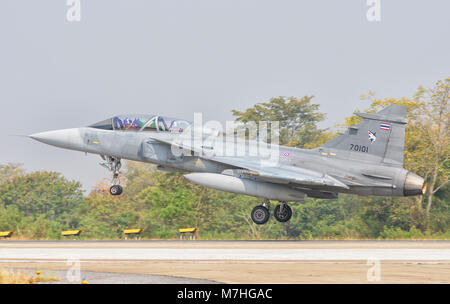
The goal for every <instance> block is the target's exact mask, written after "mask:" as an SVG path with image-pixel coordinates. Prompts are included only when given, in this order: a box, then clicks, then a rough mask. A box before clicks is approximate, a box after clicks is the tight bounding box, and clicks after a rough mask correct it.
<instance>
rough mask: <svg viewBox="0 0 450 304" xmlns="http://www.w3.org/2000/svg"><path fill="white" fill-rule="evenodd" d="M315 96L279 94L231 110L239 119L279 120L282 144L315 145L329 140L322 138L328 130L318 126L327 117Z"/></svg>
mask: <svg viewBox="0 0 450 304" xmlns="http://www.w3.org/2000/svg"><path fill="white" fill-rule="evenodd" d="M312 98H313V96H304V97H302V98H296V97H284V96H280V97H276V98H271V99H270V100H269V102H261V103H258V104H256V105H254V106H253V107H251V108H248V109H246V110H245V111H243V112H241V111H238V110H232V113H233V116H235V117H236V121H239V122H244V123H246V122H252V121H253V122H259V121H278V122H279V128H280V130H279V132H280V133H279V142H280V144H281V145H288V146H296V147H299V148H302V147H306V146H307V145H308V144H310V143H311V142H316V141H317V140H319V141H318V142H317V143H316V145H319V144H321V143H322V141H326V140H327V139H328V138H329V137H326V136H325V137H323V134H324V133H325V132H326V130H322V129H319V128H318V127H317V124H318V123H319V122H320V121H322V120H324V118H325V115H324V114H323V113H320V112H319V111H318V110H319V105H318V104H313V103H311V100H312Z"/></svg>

...

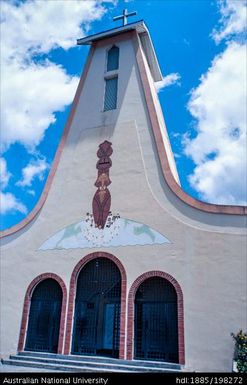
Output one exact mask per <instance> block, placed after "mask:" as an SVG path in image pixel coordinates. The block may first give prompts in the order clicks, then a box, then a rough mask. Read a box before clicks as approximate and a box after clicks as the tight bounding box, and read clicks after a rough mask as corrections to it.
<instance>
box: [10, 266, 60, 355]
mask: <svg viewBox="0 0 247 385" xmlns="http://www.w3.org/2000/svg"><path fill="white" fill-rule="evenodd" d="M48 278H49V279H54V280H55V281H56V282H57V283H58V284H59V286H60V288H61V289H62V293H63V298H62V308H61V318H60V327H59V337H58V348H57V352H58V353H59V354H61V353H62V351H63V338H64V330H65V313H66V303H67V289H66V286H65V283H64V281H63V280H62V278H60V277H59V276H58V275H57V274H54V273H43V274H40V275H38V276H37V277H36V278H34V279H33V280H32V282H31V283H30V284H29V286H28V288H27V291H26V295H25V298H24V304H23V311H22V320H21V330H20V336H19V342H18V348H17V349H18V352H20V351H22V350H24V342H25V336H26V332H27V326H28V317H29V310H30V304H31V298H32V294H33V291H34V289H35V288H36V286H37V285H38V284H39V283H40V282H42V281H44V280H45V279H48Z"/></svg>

> **ASSIGNED TASK**
Can you rewrite the lines of the records as a numbered list, starting with the line that contains "The goal for" and going on through the line that contains "rough mask: <svg", with any blank lines left out?

> **SOLUTION FOR THIS EXERCISE**
1. The goal for every <instance> block is the target's exact mask, written after "mask:" as an SVG path with image-pixel coordinates. Prompts are included only when given, in this order: a box, then clicks, then a rough mask. A box before clicks is approximate, a box after clicks is the tight bounding box, and clicks after a rough mask correct it.
2. <instance>
3. rough mask: <svg viewBox="0 0 450 304" xmlns="http://www.w3.org/2000/svg"><path fill="white" fill-rule="evenodd" d="M315 96L279 94L231 110L239 119L279 120L282 144L315 145L329 140L322 138L328 130L318 126L327 117Z"/></svg>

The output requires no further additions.